- **Work instruction**: What is the number of lines in these records with "flap" in them? Answer with that number only.

<<<<

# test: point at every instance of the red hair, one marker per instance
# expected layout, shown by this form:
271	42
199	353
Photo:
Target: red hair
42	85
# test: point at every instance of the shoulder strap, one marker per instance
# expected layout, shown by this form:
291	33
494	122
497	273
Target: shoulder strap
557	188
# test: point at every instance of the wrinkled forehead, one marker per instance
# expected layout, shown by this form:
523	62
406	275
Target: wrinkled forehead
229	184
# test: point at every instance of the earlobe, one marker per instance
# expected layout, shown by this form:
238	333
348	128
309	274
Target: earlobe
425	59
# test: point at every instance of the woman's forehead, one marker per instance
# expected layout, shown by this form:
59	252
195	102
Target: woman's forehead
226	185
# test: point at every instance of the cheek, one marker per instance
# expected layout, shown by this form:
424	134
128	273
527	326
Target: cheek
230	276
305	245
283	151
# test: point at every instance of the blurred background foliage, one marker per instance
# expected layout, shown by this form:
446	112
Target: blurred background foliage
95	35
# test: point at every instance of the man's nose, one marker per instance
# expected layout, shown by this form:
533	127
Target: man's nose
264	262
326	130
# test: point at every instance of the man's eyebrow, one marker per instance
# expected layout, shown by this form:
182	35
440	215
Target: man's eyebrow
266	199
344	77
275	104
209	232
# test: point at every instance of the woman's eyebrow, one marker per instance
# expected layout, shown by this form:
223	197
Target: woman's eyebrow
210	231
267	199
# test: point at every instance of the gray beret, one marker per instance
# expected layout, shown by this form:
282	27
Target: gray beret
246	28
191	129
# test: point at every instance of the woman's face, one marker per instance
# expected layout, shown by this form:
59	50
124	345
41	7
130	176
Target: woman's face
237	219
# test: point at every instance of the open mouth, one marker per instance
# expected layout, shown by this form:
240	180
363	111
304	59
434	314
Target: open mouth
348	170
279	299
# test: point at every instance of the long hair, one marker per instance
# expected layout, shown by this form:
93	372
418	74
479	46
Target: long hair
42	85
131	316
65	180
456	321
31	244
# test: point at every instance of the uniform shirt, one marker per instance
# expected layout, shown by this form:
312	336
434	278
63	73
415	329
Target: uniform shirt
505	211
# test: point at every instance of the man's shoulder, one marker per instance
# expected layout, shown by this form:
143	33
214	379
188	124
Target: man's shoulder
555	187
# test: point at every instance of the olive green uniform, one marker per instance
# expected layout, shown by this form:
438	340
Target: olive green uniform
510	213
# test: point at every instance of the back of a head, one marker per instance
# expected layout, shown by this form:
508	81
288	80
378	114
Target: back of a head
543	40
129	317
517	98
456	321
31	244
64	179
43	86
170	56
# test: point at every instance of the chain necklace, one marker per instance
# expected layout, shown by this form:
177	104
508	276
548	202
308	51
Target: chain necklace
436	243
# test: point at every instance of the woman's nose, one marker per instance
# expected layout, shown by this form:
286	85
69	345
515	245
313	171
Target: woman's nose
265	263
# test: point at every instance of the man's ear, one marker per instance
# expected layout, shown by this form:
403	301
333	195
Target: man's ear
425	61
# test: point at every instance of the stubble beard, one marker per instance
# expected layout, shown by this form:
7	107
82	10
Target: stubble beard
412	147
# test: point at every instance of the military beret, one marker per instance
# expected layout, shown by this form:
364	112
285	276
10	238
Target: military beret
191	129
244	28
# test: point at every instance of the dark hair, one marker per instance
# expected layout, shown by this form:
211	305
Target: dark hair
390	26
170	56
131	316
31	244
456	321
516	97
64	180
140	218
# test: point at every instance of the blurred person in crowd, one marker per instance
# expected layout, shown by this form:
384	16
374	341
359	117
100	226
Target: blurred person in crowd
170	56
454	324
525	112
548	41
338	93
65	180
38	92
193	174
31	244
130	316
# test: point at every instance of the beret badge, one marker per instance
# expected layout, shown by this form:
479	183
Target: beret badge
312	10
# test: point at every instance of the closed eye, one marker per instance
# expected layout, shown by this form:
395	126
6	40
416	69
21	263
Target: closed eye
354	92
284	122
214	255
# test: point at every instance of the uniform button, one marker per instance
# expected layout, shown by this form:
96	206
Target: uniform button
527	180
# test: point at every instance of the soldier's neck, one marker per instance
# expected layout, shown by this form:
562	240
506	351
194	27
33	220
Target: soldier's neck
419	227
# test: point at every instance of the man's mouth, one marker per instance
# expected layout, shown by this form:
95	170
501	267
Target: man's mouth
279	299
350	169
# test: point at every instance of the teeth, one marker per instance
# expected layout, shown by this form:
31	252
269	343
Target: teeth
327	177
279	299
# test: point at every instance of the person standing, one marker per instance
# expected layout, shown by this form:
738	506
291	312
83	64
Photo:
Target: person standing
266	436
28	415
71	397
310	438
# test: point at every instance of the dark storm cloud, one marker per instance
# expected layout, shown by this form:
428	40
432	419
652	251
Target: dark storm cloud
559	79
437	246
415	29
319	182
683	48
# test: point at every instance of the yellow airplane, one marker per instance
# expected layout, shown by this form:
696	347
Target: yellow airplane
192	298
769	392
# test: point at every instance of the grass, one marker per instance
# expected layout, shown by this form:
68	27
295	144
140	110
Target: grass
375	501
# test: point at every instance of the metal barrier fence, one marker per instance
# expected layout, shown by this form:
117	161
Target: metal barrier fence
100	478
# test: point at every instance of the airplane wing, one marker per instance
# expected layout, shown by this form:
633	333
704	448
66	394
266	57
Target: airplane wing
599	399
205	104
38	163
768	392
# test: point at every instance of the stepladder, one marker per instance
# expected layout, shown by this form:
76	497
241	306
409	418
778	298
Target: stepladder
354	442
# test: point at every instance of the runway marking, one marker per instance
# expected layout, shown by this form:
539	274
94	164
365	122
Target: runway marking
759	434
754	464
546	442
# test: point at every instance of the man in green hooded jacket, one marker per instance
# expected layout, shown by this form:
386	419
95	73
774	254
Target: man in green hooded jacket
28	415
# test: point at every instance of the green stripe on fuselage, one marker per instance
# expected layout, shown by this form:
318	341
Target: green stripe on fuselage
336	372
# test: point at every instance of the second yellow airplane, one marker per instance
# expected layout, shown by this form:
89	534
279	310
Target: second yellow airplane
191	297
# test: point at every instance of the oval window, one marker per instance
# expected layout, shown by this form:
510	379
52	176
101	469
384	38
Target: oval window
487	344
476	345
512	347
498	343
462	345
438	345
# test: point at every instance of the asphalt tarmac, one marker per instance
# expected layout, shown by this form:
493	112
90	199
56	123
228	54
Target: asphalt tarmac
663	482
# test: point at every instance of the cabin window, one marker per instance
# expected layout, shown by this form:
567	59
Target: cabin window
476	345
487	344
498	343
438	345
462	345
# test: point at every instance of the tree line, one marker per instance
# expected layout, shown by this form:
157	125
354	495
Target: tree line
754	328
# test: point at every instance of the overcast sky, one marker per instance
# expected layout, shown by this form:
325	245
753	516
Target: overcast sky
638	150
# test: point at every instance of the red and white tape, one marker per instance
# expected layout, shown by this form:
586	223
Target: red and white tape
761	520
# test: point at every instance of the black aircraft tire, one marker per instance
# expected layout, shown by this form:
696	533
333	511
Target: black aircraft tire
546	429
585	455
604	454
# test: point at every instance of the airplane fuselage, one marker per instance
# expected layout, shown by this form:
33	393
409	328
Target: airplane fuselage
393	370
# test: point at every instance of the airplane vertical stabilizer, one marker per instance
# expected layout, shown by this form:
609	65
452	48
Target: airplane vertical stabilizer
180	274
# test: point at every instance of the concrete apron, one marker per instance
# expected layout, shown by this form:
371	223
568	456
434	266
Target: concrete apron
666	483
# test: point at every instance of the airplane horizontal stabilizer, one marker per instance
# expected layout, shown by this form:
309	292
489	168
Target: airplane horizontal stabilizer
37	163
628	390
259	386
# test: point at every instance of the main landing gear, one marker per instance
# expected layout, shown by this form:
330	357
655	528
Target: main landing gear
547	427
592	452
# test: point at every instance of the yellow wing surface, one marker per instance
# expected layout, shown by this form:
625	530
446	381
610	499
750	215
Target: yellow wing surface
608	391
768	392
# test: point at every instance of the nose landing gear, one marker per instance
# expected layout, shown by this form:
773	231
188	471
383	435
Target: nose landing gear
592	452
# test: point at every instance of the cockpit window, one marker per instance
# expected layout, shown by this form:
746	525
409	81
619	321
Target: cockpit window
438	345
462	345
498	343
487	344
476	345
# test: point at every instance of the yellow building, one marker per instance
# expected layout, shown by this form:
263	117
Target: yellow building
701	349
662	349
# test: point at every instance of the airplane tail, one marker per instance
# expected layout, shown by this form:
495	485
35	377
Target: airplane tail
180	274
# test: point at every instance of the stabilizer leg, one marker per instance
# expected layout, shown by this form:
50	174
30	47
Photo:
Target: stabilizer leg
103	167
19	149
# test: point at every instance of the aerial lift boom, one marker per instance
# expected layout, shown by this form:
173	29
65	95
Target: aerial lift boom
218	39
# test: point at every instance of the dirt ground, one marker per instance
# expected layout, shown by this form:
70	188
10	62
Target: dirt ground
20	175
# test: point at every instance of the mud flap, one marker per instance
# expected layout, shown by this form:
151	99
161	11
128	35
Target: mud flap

>>>>

- **Answer space**: 2